◆ MATERIAL PROVIDED ◆
-- -- --
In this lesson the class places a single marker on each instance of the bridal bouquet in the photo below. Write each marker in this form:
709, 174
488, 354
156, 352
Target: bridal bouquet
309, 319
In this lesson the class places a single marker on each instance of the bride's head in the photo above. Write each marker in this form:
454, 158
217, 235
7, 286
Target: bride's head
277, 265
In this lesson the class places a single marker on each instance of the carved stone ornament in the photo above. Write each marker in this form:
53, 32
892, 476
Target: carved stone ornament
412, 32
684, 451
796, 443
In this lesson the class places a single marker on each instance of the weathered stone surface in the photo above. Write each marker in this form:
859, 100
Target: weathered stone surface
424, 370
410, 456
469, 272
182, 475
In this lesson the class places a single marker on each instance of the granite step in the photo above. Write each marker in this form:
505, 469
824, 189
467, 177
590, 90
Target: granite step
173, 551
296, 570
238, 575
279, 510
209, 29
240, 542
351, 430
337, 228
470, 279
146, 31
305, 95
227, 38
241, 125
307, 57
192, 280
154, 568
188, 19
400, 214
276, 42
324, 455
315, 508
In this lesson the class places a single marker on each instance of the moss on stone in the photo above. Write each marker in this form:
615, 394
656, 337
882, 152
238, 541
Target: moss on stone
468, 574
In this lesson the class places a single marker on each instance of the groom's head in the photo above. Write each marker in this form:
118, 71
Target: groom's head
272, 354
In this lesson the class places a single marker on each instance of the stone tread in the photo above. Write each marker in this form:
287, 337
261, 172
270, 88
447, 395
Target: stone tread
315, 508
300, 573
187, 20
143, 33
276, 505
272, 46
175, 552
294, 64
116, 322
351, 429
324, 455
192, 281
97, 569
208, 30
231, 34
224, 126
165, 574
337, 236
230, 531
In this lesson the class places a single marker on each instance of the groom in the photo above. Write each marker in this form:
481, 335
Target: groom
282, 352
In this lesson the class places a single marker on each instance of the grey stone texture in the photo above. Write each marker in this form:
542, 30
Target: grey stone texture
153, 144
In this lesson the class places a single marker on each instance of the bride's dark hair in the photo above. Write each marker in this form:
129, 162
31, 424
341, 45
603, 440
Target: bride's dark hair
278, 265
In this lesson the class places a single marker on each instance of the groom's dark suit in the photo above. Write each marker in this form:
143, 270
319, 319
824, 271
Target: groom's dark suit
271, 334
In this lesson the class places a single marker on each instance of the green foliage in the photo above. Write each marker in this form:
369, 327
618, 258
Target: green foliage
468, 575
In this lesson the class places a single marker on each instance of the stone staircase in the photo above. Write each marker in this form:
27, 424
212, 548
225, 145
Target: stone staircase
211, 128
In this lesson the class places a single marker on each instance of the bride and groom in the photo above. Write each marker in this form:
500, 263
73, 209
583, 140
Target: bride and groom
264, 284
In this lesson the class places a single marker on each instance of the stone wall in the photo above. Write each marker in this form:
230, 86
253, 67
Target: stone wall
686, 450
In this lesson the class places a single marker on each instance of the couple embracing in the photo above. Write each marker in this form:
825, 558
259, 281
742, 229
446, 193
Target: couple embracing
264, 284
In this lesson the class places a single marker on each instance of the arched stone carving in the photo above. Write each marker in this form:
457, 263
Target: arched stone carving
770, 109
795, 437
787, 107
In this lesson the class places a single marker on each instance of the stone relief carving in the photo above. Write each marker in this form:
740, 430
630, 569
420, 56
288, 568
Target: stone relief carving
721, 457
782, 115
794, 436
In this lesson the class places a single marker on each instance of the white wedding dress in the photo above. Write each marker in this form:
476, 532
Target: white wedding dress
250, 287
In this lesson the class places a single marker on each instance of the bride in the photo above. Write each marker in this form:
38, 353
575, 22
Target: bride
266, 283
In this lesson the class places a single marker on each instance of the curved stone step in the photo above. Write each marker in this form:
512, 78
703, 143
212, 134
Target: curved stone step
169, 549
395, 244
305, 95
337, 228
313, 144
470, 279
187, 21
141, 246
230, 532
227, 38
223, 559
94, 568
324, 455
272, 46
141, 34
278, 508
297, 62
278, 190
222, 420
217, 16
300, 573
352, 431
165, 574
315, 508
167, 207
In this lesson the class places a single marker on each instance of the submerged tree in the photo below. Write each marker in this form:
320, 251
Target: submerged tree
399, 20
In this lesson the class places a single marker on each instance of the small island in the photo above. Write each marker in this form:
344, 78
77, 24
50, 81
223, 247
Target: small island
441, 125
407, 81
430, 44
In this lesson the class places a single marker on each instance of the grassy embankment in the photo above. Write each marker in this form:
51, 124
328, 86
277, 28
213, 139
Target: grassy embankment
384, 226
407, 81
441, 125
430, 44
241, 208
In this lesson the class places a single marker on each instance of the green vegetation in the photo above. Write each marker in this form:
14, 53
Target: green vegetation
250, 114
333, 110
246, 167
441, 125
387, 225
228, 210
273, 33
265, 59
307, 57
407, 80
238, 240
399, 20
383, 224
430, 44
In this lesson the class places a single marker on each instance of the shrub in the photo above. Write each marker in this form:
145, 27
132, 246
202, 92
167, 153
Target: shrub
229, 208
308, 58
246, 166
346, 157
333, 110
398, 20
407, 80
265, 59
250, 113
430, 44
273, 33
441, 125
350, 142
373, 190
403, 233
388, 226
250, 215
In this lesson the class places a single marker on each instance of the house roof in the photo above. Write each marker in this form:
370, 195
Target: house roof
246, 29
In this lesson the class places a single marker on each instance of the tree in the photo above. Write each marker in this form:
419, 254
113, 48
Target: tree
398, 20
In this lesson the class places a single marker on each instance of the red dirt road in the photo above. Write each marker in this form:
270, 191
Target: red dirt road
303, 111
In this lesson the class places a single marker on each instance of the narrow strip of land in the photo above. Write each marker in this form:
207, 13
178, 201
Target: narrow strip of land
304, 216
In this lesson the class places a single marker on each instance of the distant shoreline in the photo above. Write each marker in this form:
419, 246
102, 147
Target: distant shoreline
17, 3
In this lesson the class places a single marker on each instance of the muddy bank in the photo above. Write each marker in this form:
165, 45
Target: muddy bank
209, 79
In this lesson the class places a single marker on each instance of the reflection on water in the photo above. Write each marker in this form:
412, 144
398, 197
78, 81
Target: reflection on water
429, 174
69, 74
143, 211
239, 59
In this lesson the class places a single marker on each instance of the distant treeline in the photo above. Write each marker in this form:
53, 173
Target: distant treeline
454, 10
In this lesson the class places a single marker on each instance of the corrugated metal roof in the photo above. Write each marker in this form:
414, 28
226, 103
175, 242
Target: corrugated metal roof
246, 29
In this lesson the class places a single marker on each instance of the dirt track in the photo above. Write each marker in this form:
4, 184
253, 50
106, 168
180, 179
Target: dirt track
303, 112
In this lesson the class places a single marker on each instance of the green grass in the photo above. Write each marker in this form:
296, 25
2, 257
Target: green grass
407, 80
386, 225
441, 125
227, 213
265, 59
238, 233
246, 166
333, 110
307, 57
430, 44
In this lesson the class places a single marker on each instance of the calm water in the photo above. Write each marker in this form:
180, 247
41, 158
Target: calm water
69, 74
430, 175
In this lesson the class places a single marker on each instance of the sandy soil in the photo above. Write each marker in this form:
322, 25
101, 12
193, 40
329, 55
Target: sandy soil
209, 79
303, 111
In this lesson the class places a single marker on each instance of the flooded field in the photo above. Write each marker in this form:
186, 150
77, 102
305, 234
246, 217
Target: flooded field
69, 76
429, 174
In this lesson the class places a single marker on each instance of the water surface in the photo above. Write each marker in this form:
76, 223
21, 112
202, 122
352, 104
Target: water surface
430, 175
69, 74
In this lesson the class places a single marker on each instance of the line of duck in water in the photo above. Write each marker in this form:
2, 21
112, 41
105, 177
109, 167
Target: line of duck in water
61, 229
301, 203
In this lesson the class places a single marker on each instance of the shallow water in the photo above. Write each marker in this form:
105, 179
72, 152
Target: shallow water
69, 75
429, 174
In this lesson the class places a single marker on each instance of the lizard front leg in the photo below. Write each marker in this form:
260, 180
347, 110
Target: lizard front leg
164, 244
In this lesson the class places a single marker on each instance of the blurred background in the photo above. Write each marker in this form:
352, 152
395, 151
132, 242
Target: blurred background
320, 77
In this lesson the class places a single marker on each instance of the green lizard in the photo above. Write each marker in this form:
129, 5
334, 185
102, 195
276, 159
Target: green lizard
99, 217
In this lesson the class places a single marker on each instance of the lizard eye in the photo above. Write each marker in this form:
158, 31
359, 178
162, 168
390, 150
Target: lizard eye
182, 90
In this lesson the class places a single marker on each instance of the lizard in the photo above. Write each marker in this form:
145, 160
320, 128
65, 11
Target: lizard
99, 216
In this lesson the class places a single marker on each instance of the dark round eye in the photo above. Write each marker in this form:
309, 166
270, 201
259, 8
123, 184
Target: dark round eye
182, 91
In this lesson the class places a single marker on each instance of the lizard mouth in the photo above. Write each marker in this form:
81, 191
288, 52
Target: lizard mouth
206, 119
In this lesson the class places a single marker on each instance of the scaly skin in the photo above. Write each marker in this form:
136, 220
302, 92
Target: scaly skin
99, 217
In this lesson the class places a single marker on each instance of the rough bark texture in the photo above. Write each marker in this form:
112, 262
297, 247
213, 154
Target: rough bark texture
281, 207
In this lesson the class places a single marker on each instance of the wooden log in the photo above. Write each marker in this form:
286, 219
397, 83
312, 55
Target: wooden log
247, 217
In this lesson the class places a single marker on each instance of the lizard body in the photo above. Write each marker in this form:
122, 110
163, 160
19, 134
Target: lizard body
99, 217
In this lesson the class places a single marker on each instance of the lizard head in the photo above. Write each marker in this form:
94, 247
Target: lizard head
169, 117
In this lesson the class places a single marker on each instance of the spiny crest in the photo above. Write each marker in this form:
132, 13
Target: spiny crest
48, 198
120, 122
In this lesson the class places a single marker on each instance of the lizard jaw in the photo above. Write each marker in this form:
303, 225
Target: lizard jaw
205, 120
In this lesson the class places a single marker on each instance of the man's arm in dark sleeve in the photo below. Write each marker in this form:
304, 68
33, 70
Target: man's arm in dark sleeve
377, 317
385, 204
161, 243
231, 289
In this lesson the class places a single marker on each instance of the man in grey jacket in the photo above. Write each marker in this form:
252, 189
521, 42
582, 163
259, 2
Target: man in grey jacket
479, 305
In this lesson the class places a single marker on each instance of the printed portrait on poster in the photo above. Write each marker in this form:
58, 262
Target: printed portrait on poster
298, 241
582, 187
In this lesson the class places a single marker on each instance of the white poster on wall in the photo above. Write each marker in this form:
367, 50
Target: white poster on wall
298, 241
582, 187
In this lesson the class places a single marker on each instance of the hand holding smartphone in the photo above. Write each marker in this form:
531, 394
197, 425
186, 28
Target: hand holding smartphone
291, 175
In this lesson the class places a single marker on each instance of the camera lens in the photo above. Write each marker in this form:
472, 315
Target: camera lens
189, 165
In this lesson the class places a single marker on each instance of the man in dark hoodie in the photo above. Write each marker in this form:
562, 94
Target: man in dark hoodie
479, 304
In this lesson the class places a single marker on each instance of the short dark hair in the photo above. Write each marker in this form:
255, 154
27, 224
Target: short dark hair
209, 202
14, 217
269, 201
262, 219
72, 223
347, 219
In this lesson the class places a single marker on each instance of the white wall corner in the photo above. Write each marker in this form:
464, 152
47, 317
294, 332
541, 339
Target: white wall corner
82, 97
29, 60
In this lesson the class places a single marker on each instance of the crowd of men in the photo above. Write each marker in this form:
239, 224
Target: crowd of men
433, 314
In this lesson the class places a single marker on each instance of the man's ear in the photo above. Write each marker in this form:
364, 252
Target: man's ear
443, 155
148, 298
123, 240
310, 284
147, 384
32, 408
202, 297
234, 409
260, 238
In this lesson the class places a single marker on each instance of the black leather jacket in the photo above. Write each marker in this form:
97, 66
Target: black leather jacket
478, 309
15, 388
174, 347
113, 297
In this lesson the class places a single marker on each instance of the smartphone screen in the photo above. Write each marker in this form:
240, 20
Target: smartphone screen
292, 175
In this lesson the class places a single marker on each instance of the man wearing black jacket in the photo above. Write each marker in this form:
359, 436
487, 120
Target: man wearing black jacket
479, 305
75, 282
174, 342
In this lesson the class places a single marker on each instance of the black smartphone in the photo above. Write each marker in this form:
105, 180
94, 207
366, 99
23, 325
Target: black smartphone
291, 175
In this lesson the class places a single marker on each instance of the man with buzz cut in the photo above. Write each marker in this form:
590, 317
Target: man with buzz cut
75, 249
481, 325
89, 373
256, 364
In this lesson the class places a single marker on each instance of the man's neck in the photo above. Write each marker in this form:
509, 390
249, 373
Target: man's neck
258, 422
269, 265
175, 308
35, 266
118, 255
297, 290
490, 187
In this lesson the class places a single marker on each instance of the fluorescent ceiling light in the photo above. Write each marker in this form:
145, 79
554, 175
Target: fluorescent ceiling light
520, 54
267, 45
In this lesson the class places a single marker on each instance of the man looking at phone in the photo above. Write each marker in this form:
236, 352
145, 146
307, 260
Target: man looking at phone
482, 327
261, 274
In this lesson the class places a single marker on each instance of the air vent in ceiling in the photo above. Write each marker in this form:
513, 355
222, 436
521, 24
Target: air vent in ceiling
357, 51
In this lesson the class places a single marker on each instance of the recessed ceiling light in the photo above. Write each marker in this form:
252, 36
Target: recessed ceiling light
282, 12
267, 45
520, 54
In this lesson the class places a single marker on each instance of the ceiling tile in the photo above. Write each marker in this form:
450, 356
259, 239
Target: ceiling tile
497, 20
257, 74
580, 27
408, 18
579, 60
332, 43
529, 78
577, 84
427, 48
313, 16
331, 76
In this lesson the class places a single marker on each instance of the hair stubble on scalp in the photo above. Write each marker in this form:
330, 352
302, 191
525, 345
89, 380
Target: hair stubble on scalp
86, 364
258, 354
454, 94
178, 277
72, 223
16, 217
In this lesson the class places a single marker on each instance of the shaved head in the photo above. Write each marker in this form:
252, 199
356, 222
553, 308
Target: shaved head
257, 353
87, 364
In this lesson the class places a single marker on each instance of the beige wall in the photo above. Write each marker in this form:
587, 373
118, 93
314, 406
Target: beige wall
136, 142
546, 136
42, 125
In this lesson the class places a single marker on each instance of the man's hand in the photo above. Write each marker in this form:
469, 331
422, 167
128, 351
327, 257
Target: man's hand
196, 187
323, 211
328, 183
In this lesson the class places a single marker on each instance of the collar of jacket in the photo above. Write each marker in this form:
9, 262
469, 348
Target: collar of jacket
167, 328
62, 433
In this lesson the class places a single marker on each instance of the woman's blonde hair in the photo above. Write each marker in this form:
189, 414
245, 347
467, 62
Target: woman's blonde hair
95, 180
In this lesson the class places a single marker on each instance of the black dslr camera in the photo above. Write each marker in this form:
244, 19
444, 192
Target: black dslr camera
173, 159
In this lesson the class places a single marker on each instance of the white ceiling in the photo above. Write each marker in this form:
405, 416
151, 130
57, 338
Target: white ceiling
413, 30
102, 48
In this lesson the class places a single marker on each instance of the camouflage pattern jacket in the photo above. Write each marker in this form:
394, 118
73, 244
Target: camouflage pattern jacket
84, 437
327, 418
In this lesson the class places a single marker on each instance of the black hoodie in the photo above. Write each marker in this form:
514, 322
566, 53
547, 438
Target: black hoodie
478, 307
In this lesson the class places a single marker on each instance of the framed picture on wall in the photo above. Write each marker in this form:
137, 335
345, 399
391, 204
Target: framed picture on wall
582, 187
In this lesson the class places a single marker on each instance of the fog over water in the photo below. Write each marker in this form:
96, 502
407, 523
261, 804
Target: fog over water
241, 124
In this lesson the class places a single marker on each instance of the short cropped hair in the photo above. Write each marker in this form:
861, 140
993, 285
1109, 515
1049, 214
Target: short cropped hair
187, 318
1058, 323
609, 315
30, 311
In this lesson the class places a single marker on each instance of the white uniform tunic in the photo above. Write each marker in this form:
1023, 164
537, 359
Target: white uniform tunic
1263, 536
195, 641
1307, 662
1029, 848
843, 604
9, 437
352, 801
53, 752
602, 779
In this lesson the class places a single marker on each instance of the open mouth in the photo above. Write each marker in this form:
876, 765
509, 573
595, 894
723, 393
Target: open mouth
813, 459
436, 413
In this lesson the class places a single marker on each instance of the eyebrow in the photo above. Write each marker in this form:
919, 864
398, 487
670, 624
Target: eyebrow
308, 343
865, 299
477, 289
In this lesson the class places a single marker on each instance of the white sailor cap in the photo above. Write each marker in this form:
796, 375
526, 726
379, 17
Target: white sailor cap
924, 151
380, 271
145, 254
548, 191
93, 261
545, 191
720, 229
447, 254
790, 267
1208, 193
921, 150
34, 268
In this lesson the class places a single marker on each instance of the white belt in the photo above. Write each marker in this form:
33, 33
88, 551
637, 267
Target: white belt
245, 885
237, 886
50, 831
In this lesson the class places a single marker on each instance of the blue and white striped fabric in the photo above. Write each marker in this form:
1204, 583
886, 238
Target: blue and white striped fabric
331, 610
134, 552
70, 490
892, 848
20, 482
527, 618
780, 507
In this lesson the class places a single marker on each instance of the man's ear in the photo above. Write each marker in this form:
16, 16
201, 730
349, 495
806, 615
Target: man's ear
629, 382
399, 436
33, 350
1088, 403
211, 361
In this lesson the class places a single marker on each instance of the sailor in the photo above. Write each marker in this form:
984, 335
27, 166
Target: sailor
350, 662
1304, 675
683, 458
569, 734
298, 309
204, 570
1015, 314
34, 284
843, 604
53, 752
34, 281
-- -- --
◆ WHAT TO WORK ON ◆
Write down only how many lines in the listing contain the word "below".

◆ OUTPUT ◆
5